*TASK TO COMPLETE*:
Count how many lines of the records contain the word "airport", matching case exactly, and reply with only that number.

*DATA SUPPLIED*:
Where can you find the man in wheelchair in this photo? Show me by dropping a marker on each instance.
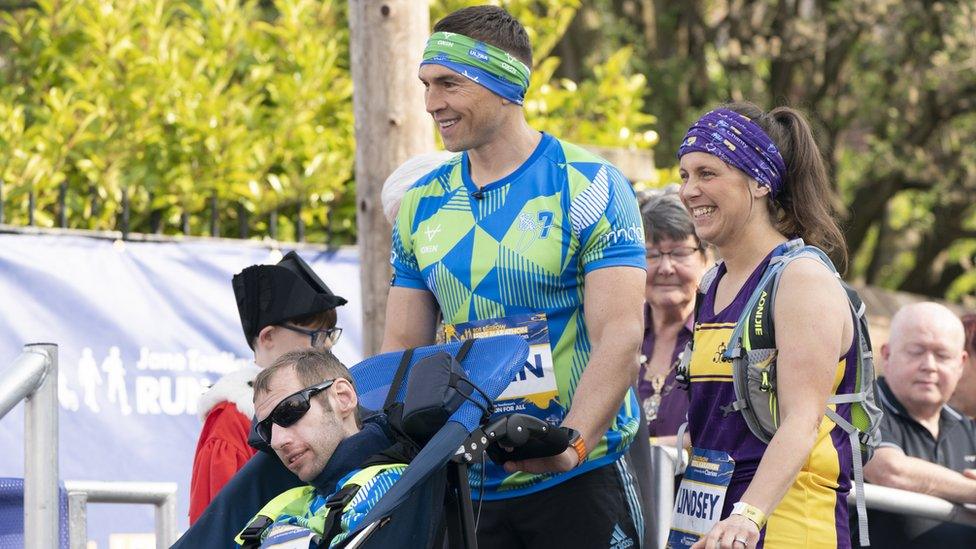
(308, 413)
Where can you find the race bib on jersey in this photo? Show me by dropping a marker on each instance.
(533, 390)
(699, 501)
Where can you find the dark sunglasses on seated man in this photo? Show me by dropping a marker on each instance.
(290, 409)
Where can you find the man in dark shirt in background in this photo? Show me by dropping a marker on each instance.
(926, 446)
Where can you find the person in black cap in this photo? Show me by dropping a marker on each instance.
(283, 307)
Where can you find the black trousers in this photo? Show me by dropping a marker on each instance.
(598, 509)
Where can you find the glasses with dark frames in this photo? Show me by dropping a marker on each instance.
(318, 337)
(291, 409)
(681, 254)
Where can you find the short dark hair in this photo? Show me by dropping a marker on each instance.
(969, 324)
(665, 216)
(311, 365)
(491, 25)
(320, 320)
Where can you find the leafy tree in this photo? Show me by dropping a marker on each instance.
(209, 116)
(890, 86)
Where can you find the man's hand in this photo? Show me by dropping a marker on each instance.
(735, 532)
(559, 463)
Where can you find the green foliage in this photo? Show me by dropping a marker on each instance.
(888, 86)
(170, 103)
==
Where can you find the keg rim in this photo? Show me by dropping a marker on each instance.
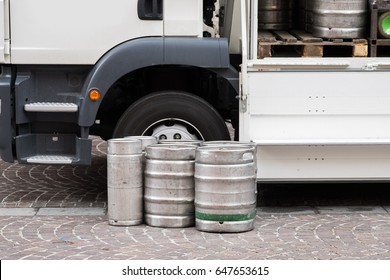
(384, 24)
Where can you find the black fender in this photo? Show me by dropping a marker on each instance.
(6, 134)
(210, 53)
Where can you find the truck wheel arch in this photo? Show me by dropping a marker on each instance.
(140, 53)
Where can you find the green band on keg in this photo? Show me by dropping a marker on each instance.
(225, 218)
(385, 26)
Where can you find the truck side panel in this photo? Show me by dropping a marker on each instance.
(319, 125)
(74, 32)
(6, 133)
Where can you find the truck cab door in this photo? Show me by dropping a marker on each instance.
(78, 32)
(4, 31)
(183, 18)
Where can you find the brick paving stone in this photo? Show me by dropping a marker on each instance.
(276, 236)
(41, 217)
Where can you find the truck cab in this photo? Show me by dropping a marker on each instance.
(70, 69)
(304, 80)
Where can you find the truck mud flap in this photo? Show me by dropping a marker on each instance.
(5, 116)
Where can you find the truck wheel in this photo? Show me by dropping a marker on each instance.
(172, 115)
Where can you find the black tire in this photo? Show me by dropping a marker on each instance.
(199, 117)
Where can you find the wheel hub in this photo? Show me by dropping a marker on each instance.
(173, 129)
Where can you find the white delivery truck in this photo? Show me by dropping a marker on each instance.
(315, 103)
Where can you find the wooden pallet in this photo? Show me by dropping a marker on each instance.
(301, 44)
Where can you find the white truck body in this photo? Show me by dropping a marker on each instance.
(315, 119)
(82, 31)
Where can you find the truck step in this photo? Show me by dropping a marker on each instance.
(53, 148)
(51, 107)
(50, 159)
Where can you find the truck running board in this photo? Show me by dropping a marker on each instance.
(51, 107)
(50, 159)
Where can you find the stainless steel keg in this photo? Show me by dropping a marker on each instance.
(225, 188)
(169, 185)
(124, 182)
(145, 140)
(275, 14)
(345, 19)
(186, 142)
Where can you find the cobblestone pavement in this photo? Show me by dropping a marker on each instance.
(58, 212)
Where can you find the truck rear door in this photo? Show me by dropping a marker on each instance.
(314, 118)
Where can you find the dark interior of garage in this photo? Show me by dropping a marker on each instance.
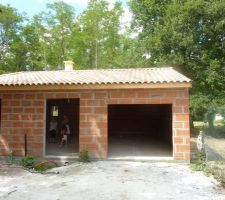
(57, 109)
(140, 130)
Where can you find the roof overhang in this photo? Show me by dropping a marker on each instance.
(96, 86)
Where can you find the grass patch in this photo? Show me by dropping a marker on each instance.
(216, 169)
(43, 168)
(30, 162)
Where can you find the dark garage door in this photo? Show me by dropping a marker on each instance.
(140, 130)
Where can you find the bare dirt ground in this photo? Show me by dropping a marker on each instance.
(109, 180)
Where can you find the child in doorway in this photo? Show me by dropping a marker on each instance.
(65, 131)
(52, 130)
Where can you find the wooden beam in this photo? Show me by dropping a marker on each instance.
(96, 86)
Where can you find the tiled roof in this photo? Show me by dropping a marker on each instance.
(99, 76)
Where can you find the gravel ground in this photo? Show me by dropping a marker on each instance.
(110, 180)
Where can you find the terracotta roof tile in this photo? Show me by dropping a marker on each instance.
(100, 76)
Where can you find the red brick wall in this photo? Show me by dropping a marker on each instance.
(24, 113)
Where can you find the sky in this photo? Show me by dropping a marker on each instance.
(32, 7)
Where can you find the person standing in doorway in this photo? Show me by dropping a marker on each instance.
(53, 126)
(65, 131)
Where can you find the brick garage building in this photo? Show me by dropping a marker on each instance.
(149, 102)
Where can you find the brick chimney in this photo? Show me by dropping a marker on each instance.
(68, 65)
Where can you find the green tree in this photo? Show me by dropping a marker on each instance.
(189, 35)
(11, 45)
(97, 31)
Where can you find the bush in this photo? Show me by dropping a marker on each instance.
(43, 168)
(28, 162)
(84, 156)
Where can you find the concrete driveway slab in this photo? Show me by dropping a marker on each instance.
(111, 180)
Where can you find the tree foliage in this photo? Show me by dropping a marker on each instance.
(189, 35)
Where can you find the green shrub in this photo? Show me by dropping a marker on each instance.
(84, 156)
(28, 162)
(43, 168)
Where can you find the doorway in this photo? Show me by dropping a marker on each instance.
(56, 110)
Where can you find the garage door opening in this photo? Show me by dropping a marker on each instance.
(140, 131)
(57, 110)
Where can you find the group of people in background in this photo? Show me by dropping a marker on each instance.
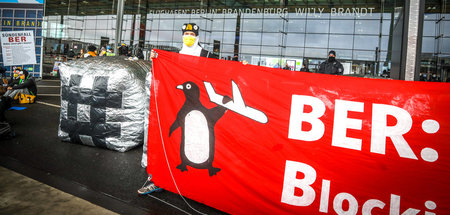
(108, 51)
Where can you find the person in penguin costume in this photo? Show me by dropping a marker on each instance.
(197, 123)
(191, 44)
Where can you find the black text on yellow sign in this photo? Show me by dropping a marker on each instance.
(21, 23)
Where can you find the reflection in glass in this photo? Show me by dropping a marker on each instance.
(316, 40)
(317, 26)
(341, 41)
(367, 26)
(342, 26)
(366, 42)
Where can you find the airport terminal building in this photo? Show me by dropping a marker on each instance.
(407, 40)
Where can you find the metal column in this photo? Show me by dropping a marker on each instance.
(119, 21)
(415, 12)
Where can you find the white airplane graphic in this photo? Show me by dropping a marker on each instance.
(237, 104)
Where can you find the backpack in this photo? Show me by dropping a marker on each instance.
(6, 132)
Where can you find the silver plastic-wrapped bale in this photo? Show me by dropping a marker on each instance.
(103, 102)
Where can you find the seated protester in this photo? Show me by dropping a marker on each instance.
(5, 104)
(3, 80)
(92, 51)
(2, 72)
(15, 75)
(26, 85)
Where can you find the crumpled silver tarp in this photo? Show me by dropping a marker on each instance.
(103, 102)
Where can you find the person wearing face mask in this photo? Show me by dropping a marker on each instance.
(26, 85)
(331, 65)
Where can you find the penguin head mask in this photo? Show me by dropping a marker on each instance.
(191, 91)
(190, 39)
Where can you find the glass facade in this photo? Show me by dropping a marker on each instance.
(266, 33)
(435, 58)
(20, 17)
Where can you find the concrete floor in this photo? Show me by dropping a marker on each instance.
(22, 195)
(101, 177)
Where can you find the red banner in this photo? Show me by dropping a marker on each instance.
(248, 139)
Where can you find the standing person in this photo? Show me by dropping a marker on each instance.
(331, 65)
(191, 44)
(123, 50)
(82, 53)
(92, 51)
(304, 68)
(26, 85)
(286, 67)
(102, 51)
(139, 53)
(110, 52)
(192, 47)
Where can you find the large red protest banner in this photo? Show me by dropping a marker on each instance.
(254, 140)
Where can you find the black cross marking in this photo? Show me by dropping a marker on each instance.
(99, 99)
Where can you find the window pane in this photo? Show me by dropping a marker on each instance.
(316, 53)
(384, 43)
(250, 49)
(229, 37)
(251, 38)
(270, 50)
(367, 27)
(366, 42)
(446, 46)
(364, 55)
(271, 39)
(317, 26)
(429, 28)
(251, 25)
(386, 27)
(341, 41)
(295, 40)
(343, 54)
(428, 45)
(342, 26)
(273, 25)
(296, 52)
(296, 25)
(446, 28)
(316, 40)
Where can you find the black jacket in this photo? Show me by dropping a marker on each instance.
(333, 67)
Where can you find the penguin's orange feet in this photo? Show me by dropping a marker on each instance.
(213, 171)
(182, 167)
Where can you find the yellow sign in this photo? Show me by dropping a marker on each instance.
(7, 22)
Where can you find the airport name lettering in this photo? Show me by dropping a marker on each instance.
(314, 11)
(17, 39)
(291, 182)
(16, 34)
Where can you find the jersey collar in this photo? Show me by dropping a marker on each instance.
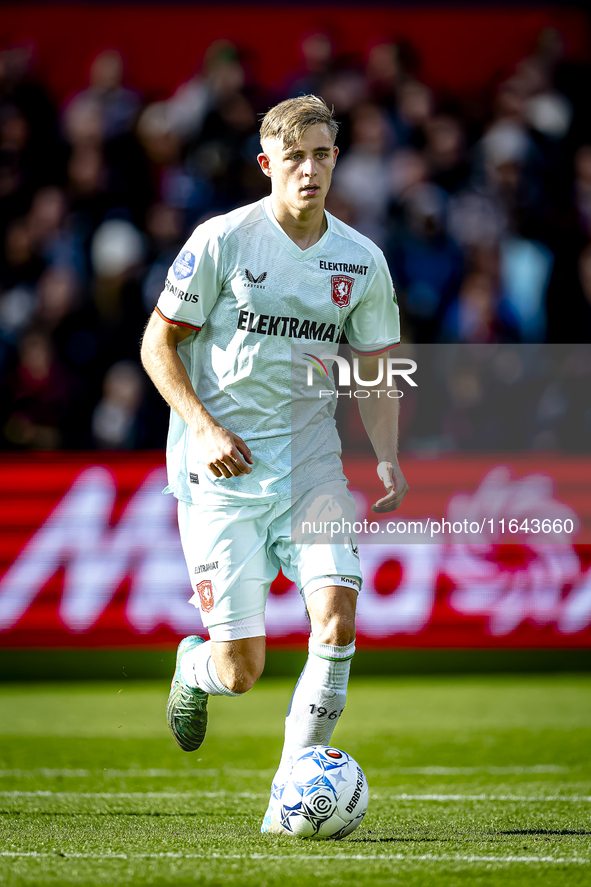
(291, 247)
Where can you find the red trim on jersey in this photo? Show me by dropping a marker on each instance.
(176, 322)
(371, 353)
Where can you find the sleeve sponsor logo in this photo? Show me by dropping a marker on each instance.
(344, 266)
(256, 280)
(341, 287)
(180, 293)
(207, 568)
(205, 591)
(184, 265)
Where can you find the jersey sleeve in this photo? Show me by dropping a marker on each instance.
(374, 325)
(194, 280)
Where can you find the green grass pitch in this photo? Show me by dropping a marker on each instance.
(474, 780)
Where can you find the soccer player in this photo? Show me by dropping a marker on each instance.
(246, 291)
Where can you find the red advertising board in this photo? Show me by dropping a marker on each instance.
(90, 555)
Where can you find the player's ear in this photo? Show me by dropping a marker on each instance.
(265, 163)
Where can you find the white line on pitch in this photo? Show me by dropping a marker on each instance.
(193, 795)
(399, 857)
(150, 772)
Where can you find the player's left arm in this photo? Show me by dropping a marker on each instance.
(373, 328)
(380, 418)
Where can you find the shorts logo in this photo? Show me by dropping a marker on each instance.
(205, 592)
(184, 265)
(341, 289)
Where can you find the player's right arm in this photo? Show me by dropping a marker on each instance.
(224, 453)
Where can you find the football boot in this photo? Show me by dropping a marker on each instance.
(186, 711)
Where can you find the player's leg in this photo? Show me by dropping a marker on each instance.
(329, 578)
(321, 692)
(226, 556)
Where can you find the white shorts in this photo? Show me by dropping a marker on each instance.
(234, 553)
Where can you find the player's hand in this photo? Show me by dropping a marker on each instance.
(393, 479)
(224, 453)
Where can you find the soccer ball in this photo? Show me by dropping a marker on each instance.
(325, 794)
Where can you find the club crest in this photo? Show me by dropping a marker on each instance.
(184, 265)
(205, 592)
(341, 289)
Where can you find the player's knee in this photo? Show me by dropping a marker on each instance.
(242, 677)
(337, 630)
...
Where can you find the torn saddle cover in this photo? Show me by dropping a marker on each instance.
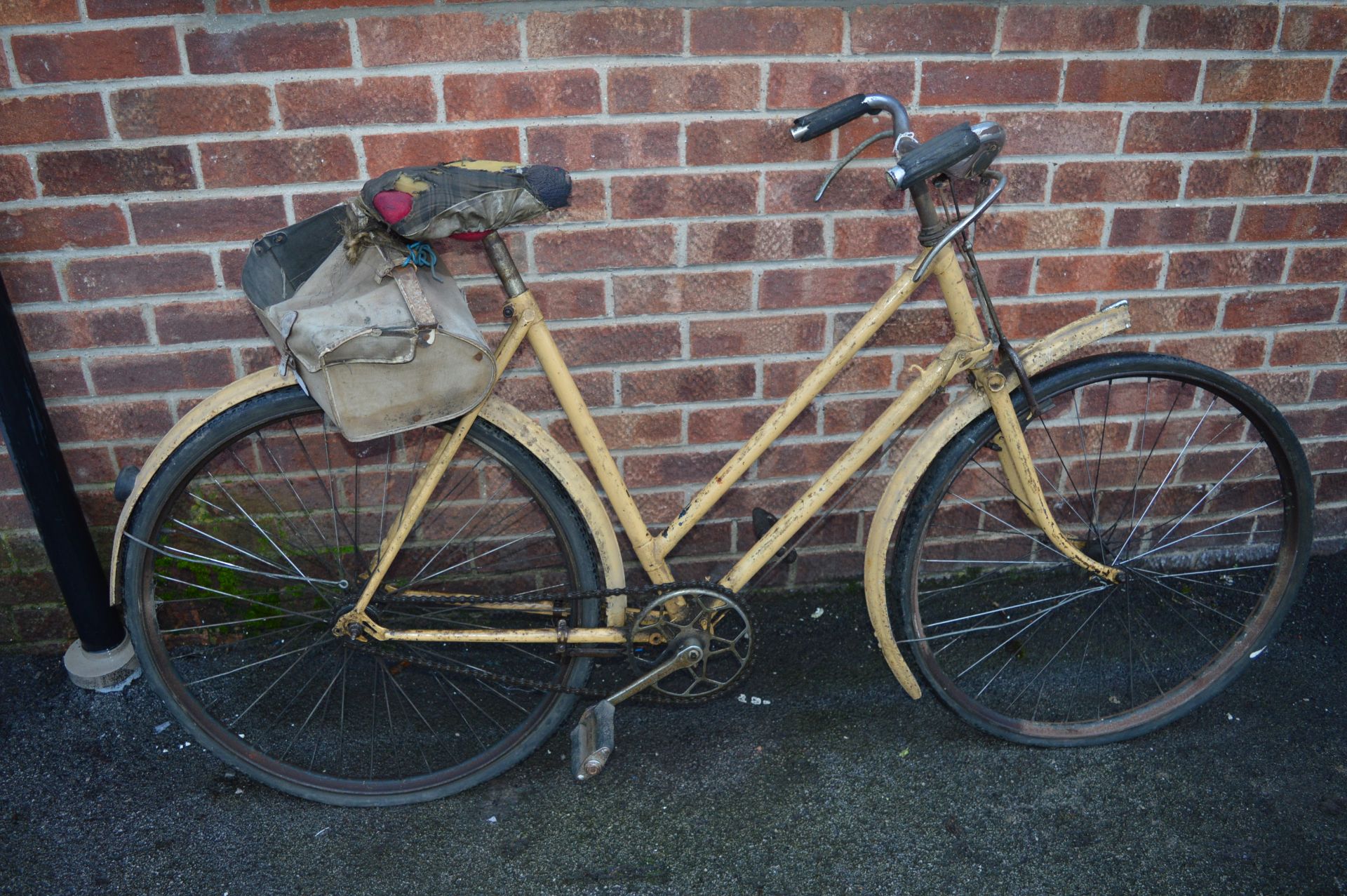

*FULL RESPONSE*:
2